*AIM:* Please print all of the items below line for line without any changes, leaving out the pictures.

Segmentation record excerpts
**********

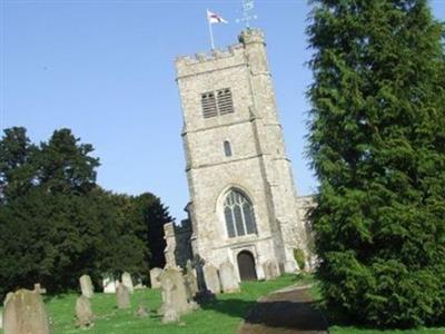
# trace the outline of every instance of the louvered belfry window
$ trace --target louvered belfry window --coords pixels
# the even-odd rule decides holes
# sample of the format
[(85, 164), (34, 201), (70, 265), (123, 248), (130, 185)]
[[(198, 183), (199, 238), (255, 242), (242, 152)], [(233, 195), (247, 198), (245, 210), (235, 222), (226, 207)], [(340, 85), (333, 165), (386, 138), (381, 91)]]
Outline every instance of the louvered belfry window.
[(219, 115), (234, 112), (234, 101), (231, 99), (231, 91), (229, 88), (218, 90), (217, 98)]
[(204, 118), (234, 112), (234, 100), (229, 88), (201, 94), (201, 105)]
[(216, 109), (216, 99), (215, 92), (209, 91), (201, 95), (201, 105), (202, 105), (202, 116), (204, 118), (210, 118), (218, 116), (218, 111)]

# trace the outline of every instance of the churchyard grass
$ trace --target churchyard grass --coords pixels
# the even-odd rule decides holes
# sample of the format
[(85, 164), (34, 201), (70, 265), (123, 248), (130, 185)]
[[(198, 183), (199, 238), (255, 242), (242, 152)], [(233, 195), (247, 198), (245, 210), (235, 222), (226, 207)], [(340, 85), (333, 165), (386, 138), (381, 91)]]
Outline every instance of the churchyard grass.
[[(161, 317), (156, 314), (156, 310), (161, 305), (160, 289), (135, 291), (129, 310), (116, 308), (115, 294), (96, 293), (91, 299), (91, 308), (97, 320), (95, 326), (87, 331), (75, 327), (73, 315), (78, 295), (44, 296), (44, 302), (51, 316), (53, 334), (235, 333), (258, 297), (285, 286), (310, 282), (312, 277), (295, 275), (285, 275), (268, 282), (246, 282), (241, 284), (240, 293), (218, 295), (215, 302), (184, 315), (179, 323), (166, 325), (161, 324)], [(140, 303), (149, 308), (150, 315), (146, 318), (135, 315)], [(0, 333), (3, 334), (1, 330)]]

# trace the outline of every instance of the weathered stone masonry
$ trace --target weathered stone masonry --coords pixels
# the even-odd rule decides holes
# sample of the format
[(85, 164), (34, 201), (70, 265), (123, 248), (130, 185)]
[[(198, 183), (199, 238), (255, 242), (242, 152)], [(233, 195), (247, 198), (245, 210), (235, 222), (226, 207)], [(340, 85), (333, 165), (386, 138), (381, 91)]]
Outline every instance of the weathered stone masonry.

**********

*ANSWER TO THE TASK:*
# trace the outline of every instance of the louvered belfry window
$ trace --target louvered belfry window --coords pixels
# the even-odd rule decides holes
# sample of the format
[(85, 164), (34, 201), (70, 265), (123, 248), (130, 185)]
[[(198, 183), (199, 238), (255, 242), (242, 152)], [(233, 195), (247, 198), (245, 210), (235, 222), (226, 207)], [(340, 85), (333, 165), (386, 138), (381, 91)]]
Outline every instance of the louvered belfry window.
[(219, 115), (234, 112), (234, 101), (231, 99), (231, 91), (229, 88), (218, 90), (217, 98)]
[(204, 118), (234, 112), (234, 100), (229, 88), (201, 94), (201, 105)]
[(216, 109), (216, 99), (215, 92), (209, 91), (201, 95), (201, 105), (202, 105), (202, 116), (204, 118), (210, 118), (218, 116), (218, 111)]

# trace the outline of every instance of the churchyard grass
$ trace --target churchyard grass --coords pixels
# the even-odd rule decides holes
# sample of the format
[(85, 164), (34, 201), (70, 265), (123, 248), (130, 185)]
[[(198, 183), (199, 238), (255, 242), (242, 152)], [(233, 195), (247, 198), (245, 210), (235, 222), (226, 207)], [(340, 85), (333, 165), (386, 138), (381, 91)]]
Outline every instance of the churchyard grass.
[[(161, 317), (156, 314), (156, 310), (161, 305), (160, 289), (135, 291), (129, 310), (116, 308), (115, 294), (96, 293), (91, 299), (91, 308), (97, 320), (95, 326), (87, 331), (75, 327), (73, 315), (78, 295), (44, 296), (44, 302), (51, 316), (53, 334), (235, 333), (258, 297), (285, 286), (310, 282), (312, 277), (295, 275), (285, 275), (268, 282), (246, 282), (241, 284), (240, 293), (218, 295), (215, 302), (184, 315), (179, 323), (166, 325), (161, 324)], [(140, 303), (149, 308), (150, 315), (146, 318), (135, 315)], [(0, 333), (3, 334), (1, 330)]]

# trace the outline of every instance of the weathered stone masonry
$ trace --target weathered stone masonry --coords pixels
# the even-odd rule decides holes
# sample of the format
[(85, 164), (34, 201), (70, 265), (123, 248), (130, 185)]
[[(198, 183), (199, 238), (255, 242), (242, 152)], [(233, 195), (247, 198), (245, 210), (235, 222), (226, 207)], [(340, 85), (333, 165), (386, 138), (381, 91)]]
Outline every instance of the weathered stone masonry.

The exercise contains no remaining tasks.